# TEXT PASSAGE start
Reconciliation and Mandatory Indigenous Content Courses: What are the University’s Responsibilities?

Originally published in Decolonization, reprinted in rabble.ca
MARCH 17, 2016
I fully agree with everyone who argues that Canadian university students do not know enough about Indigenous peoples and their societies, histories, political orders and worldviews or systems of knowledge. Yet, I’m wary of the growing chorus of calls for mandatory courses on Indigenous issues in Canadian universities. I fear we as Indigenous scholars and educators are selling ourselves short. Especially for universities that have not shown serious and long-standing commitment to Indigenous studies and scholarship, mandatory courses are an easy way out.

A lot has been written on both the pros and cons of mandatory courses on Indigenous peoples and the logistics of designing, implementing and teaching such courses: who is going to teach the courses, under which unit with what kind of financial and human resources available (see, GaudryJustice; and McDonald). I share these and other concerns about how to ensure the courses will meet the intended objectives instead of end up being counterproductive and backfiring, especially on Indigenous students and faculty.

My fundamental unease, however, has to do with the obstinate refusal of the academy to go beyond relatively shallow changes in the curriculum and to address its academic practices and discourses that enable the continued exclusion of other than dominant Western epistemic and intellectual traditions. Reconciliation becomes a quick-fix solution or an item on a list, which once checked, needs no further consideration or attention.

The university remains a contested site where not only knowledge but also middle-class, Eurocentric, patriarchal and (neo)colonial values are produced and reproduced. As Althusser and others have exposed, the academy is one of the main sites of reproduction of hegemony. In my previous work, I have argued that the university as an institution is generally an inhospitable place not only for Indigenous students or faculty but also to Indigenous worldviews and philosophies. By and large, it remains a hostile host that shows a weak commitment to Indigenous people on a number of levels. Most universities located on Indigenous peoples’ lands practice willful amnesia in order to ignore the presence of the original hosts. The institutional denial to come to grips with the history of its colonial relations poses a serious obstacle to establishing contemporary relations of reconciliation.

The university claims to profess knowledge yet its epistemological foundations remain narrow, exclusionary and Eurocentric. As a hegemonic institution of knowledge production, the university is not only ignorant but deeply dismissive of Indigenous philosophies and worldviews that do not conform to the dominant western thought and its intellectual practices. Instead of viewing Indigenous epistemic and intellectual traditions as archaic, pre-modern objects of study (or mere add-ons that can be included and removed as one pleases), reconciliation in the university necessitates considering them indispensable elements in the process of pursuing knowledge, as imperatives for the university in professing its very profession.
# TEXT PASSAGE end
# AVAILABLE DATA start
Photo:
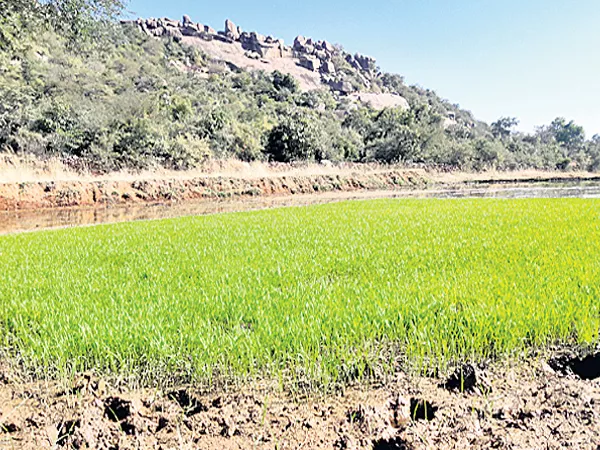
# AVAILABLE DATA end
## THE EXERCISE:
Answer these about the essay on mandatory Indigenous content courses:
(a) Where was the essay originally published, and where was it reprinted?
(b) Which thinker does the essay name as having exposed the academy as one of the main sites of reproduction of hegemony?
(c) What do most universities located on Indigenous peoples' lands practice, according to the essay, and for what purpose?

## SOLUTION:
(a) It was originally published in Decolonization and reprinted in rabble.ca.
(b) Althusser.
(c) They practice willful amnesia in order to ignore the presence of the original hosts.